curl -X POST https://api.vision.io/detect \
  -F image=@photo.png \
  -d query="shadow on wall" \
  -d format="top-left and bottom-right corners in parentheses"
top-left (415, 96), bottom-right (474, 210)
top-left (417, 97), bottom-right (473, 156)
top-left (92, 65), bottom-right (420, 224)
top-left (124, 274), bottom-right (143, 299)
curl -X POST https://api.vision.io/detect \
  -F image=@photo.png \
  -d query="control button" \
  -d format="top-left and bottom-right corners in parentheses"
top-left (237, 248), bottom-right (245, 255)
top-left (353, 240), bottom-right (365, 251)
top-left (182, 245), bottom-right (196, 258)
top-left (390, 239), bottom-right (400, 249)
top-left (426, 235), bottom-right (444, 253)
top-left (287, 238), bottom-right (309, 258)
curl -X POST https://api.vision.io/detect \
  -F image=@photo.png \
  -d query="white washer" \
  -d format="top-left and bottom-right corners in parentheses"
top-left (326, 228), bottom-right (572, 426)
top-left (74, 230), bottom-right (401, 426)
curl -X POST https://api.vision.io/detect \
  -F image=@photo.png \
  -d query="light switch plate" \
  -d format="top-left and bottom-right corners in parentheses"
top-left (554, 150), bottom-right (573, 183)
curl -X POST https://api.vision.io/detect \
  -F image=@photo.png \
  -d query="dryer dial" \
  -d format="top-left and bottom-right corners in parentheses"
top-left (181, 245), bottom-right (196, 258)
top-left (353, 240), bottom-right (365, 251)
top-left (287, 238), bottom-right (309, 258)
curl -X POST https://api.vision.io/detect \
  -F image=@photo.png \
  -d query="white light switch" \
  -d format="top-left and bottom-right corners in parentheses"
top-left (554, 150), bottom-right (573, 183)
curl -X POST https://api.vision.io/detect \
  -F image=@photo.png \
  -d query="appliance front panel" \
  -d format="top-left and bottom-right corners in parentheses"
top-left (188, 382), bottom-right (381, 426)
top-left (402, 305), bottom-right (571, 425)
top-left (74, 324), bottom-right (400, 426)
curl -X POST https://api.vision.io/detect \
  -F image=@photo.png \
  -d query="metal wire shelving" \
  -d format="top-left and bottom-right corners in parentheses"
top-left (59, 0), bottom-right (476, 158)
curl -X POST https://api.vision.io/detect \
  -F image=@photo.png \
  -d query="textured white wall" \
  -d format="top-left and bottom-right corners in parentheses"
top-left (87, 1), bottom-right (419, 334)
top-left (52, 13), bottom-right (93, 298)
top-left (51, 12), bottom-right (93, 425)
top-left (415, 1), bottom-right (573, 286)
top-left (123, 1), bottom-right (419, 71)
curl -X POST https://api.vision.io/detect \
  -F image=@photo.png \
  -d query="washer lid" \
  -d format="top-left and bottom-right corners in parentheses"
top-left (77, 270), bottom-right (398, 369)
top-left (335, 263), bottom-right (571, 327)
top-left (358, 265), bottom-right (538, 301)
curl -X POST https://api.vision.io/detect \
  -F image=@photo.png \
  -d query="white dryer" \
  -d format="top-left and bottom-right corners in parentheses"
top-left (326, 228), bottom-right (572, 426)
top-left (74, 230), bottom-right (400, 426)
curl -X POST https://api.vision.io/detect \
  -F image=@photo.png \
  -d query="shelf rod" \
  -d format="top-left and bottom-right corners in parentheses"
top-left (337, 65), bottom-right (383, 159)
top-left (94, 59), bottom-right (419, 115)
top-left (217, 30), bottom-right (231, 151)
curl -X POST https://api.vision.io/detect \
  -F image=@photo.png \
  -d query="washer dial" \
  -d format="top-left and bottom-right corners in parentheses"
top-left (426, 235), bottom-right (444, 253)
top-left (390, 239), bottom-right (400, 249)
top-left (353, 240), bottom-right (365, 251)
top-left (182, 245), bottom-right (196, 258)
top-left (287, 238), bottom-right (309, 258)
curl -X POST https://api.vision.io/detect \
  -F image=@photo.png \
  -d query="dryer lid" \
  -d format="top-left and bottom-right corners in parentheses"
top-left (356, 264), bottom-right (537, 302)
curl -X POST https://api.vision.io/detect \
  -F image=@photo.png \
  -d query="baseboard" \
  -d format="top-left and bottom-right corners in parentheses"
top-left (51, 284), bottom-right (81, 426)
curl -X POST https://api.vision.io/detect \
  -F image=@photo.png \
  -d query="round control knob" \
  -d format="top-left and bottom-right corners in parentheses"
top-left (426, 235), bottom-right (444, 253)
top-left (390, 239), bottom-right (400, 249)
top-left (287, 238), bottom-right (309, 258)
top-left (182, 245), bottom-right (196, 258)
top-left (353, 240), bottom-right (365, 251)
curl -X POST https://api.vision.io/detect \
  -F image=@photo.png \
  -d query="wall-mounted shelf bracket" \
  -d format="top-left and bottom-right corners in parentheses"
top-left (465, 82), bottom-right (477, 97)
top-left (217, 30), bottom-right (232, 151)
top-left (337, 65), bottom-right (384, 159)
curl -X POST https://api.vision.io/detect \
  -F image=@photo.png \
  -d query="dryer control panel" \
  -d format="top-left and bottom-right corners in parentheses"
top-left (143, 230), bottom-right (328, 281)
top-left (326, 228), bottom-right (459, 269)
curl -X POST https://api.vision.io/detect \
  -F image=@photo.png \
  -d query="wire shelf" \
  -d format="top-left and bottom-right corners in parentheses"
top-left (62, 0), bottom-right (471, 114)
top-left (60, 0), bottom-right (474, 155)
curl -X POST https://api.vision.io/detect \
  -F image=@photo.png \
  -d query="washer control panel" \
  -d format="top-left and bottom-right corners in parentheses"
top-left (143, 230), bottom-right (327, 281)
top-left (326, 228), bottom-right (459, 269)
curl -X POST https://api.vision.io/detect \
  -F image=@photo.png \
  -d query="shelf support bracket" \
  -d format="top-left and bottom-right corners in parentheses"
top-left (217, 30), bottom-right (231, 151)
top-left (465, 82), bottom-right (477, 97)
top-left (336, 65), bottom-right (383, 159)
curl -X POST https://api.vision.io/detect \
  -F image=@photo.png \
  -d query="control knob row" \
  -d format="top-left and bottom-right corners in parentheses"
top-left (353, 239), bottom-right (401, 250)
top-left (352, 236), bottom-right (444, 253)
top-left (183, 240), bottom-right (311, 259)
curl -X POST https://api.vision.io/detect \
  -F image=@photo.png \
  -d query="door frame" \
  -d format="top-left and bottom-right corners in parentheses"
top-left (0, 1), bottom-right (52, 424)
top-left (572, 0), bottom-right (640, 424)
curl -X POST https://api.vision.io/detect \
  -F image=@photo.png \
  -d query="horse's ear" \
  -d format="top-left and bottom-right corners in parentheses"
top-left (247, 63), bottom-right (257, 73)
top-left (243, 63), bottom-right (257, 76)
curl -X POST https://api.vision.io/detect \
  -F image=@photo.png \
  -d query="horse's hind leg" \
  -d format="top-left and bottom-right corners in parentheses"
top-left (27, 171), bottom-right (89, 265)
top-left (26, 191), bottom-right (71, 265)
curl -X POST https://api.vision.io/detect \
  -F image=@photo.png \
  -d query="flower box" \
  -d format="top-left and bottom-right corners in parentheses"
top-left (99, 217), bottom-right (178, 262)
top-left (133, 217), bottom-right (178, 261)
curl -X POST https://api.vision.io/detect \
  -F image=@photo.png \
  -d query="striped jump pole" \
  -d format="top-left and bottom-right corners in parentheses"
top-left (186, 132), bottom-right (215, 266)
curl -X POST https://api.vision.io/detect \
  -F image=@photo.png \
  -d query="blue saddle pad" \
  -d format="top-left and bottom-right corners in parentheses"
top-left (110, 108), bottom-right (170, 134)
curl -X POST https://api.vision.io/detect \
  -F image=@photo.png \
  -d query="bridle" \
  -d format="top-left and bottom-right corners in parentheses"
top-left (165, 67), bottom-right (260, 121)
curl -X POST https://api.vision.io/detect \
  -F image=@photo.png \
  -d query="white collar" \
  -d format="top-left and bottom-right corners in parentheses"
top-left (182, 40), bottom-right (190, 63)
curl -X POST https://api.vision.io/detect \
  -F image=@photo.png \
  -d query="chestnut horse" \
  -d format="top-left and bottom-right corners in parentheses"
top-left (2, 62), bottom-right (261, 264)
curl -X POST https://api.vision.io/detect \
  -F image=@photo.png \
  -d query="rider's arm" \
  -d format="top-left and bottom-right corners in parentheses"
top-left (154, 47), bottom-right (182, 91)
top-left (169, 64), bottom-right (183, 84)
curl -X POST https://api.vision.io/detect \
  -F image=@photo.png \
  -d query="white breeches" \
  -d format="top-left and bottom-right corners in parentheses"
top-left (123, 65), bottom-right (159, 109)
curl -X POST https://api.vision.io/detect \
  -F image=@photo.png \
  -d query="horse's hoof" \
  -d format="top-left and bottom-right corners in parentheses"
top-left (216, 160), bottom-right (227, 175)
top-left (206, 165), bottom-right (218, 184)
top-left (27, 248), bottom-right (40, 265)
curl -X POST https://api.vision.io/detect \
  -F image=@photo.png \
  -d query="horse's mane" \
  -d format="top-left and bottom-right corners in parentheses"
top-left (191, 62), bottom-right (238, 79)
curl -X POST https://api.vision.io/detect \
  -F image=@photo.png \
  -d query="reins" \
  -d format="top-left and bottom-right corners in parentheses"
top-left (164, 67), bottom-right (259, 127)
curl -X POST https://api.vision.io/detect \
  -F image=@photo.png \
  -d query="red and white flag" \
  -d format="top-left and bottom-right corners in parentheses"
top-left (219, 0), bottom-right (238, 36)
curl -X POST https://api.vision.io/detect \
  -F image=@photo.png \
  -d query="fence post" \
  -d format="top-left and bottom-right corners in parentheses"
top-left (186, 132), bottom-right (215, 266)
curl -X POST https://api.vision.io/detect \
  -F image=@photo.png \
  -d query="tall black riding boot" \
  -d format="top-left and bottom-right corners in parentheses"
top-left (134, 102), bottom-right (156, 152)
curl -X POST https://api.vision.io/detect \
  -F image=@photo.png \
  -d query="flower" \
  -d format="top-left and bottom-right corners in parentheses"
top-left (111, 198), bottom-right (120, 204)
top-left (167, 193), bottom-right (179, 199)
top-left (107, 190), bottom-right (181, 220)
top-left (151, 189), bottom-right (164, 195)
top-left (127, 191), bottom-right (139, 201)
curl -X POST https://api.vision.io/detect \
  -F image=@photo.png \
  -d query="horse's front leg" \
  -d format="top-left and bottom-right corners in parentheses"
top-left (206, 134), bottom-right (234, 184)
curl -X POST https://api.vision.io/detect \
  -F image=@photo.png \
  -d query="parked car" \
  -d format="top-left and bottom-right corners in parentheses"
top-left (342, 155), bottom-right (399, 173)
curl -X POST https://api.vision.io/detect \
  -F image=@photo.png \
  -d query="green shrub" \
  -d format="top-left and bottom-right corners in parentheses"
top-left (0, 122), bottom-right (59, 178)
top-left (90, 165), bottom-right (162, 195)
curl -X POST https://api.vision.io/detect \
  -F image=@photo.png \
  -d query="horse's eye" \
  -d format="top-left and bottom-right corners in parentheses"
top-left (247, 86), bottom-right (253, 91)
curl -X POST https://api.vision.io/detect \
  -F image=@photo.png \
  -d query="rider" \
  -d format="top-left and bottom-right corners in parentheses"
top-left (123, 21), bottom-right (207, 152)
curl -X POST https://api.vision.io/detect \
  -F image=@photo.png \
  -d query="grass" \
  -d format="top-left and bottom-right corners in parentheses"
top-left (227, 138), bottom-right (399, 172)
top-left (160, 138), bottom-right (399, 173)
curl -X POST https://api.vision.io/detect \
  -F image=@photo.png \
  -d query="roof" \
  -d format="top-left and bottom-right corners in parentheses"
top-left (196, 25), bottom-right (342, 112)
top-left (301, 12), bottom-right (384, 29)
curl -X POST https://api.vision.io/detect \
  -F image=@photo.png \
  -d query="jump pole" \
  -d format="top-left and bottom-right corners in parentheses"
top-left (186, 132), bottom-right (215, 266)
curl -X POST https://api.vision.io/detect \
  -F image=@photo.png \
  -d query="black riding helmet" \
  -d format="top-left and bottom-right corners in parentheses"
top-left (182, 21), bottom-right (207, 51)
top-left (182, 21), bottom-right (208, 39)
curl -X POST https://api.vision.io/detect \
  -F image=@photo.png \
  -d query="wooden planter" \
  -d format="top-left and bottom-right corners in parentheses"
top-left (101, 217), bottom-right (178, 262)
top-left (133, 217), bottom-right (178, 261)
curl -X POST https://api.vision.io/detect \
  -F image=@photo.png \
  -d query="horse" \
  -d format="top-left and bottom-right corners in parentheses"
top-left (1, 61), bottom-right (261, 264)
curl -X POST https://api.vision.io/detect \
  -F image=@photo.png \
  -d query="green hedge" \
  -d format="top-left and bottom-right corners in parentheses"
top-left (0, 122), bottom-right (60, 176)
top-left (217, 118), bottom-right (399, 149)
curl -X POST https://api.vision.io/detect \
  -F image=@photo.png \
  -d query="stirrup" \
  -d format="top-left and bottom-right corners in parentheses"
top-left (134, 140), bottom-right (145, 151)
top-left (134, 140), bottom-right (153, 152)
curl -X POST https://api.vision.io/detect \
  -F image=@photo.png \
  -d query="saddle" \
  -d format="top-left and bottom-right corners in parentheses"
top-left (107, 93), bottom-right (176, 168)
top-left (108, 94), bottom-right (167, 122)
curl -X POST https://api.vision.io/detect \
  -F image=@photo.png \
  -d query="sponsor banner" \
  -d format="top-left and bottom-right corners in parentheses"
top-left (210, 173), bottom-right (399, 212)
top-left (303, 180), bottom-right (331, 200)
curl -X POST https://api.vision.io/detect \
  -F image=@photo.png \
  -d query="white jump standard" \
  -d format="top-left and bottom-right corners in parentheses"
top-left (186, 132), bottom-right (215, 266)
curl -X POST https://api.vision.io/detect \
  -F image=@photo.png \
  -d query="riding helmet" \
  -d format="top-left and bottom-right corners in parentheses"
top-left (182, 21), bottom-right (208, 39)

────────

What is being asked: Every line that contains the string "wall" should be returned from the data.

Result:
  -d query="shadow on wall" \
  -d query="textured white wall" \
  -d query="wall-mounted shelf bracket" \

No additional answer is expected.